====== Data for processing
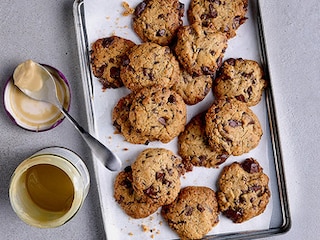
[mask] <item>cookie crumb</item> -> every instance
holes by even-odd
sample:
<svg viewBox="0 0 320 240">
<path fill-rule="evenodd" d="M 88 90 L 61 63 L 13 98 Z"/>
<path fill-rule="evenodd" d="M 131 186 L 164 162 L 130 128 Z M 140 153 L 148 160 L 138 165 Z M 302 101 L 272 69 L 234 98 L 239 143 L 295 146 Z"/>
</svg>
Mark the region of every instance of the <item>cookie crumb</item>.
<svg viewBox="0 0 320 240">
<path fill-rule="evenodd" d="M 129 232 L 128 235 L 129 235 L 129 236 L 133 236 L 133 233 L 132 233 L 132 232 Z"/>
<path fill-rule="evenodd" d="M 124 11 L 123 11 L 123 13 L 122 13 L 122 16 L 129 16 L 129 15 L 131 15 L 131 14 L 133 14 L 134 13 L 134 8 L 131 8 L 130 6 L 129 6 L 129 3 L 127 3 L 127 2 L 122 2 L 122 7 L 124 8 Z"/>
<path fill-rule="evenodd" d="M 144 231 L 144 232 L 148 232 L 149 231 L 149 227 L 148 226 L 142 224 L 141 227 L 142 227 L 142 231 Z"/>
</svg>

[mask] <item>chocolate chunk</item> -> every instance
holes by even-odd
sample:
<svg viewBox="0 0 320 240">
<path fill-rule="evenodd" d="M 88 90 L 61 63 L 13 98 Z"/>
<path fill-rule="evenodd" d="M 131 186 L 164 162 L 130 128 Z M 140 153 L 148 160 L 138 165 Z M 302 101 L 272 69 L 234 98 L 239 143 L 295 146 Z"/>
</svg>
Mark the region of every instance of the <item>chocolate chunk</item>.
<svg viewBox="0 0 320 240">
<path fill-rule="evenodd" d="M 146 2 L 139 3 L 134 10 L 134 15 L 136 17 L 139 17 L 141 13 L 145 10 L 146 6 L 147 6 Z"/>
<path fill-rule="evenodd" d="M 120 79 L 120 69 L 117 67 L 112 67 L 110 69 L 110 77 L 114 79 Z"/>
<path fill-rule="evenodd" d="M 114 41 L 114 38 L 113 38 L 113 37 L 104 38 L 104 39 L 102 40 L 101 45 L 102 45 L 102 47 L 104 47 L 104 48 L 108 48 L 108 47 L 113 43 L 113 41 Z"/>
<path fill-rule="evenodd" d="M 253 158 L 247 158 L 241 163 L 241 167 L 248 173 L 257 173 L 260 171 L 259 164 Z"/>
<path fill-rule="evenodd" d="M 237 120 L 231 119 L 231 120 L 229 120 L 228 122 L 229 122 L 229 126 L 230 126 L 230 127 L 239 127 L 239 126 L 242 126 L 242 122 L 237 121 Z"/>
<path fill-rule="evenodd" d="M 186 206 L 186 209 L 185 209 L 185 211 L 184 211 L 184 214 L 185 214 L 186 216 L 191 216 L 192 213 L 193 213 L 193 207 L 187 205 L 187 206 Z"/>
<path fill-rule="evenodd" d="M 157 31 L 156 36 L 157 37 L 163 37 L 166 35 L 166 30 L 165 29 L 160 29 Z"/>
</svg>

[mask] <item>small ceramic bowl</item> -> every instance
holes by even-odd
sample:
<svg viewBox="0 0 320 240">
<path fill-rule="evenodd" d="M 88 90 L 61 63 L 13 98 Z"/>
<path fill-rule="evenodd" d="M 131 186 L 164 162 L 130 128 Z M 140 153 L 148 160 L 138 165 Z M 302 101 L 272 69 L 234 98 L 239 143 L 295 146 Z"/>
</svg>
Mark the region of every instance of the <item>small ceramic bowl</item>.
<svg viewBox="0 0 320 240">
<path fill-rule="evenodd" d="M 71 93 L 66 77 L 56 68 L 41 64 L 56 81 L 58 97 L 63 107 L 69 111 Z M 58 126 L 64 115 L 50 103 L 36 101 L 22 93 L 14 85 L 11 76 L 3 91 L 4 108 L 9 117 L 20 127 L 29 131 L 41 132 Z"/>
</svg>

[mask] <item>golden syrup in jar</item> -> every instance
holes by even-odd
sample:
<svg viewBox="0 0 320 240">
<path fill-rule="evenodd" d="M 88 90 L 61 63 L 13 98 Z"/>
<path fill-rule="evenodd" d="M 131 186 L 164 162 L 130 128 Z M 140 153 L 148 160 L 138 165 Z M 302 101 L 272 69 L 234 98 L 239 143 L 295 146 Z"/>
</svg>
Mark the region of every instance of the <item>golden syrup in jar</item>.
<svg viewBox="0 0 320 240">
<path fill-rule="evenodd" d="M 26 188 L 32 201 L 43 209 L 64 212 L 71 208 L 74 199 L 72 181 L 56 166 L 39 164 L 29 168 Z"/>
<path fill-rule="evenodd" d="M 10 203 L 30 225 L 58 227 L 78 212 L 89 185 L 88 169 L 76 153 L 48 147 L 18 165 L 10 181 Z"/>
</svg>

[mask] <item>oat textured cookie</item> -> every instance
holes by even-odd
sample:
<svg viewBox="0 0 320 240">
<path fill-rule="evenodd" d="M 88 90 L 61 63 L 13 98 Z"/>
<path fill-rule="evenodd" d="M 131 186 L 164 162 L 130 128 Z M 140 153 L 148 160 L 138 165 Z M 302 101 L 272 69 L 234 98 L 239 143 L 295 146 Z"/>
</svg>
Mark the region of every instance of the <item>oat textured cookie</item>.
<svg viewBox="0 0 320 240">
<path fill-rule="evenodd" d="M 235 97 L 251 107 L 260 102 L 266 85 L 263 71 L 256 61 L 229 58 L 214 81 L 213 93 L 216 98 Z"/>
<path fill-rule="evenodd" d="M 180 80 L 172 86 L 188 105 L 201 102 L 212 87 L 212 77 L 209 75 L 191 76 L 186 70 L 182 70 Z"/>
<path fill-rule="evenodd" d="M 121 66 L 120 77 L 132 91 L 161 85 L 171 87 L 180 78 L 180 66 L 168 46 L 142 43 L 128 52 Z"/>
<path fill-rule="evenodd" d="M 178 0 L 145 0 L 135 8 L 133 29 L 144 42 L 169 45 L 183 14 L 184 4 Z"/>
<path fill-rule="evenodd" d="M 246 21 L 247 10 L 248 0 L 191 0 L 187 14 L 191 23 L 201 22 L 232 38 Z"/>
<path fill-rule="evenodd" d="M 158 210 L 160 205 L 144 194 L 137 194 L 132 186 L 131 167 L 116 176 L 114 198 L 124 212 L 132 218 L 145 218 Z"/>
<path fill-rule="evenodd" d="M 123 55 L 135 44 L 118 36 L 100 38 L 92 44 L 90 61 L 92 72 L 104 89 L 123 86 L 120 66 Z"/>
<path fill-rule="evenodd" d="M 227 45 L 225 34 L 194 23 L 179 28 L 174 51 L 190 75 L 214 75 L 222 64 Z"/>
<path fill-rule="evenodd" d="M 181 159 L 164 148 L 142 151 L 132 164 L 133 188 L 159 205 L 170 204 L 180 191 Z"/>
<path fill-rule="evenodd" d="M 169 88 L 143 88 L 132 102 L 131 125 L 150 141 L 170 142 L 186 124 L 187 109 L 182 97 Z"/>
<path fill-rule="evenodd" d="M 245 103 L 234 98 L 219 99 L 206 113 L 206 134 L 211 147 L 239 156 L 258 146 L 262 128 Z"/>
<path fill-rule="evenodd" d="M 133 144 L 148 144 L 148 137 L 136 131 L 129 120 L 130 108 L 132 101 L 135 98 L 135 93 L 131 92 L 122 97 L 112 111 L 113 126 L 121 133 L 126 141 Z"/>
<path fill-rule="evenodd" d="M 229 157 L 225 151 L 210 147 L 205 133 L 205 112 L 193 117 L 178 138 L 179 155 L 185 165 L 217 168 Z"/>
<path fill-rule="evenodd" d="M 161 215 L 181 239 L 201 239 L 219 222 L 216 194 L 208 187 L 185 187 Z"/>
<path fill-rule="evenodd" d="M 260 215 L 269 203 L 268 183 L 268 176 L 253 158 L 226 166 L 219 178 L 219 209 L 235 223 Z"/>
</svg>

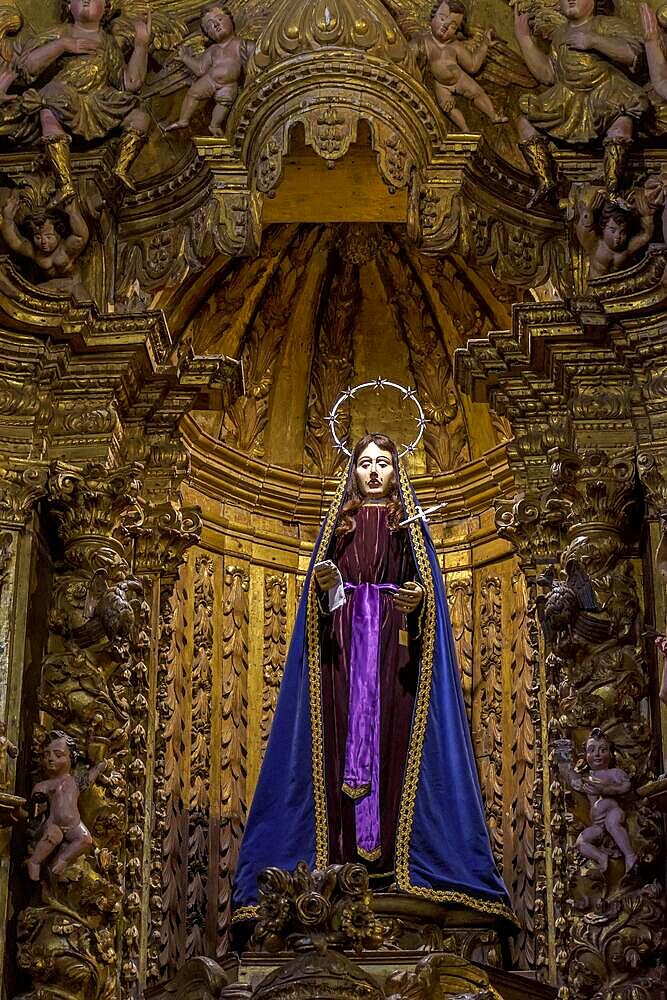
============
▸ Activity:
Provide solely the number of lines in the data that include the word "mask".

▸ Result of the task:
5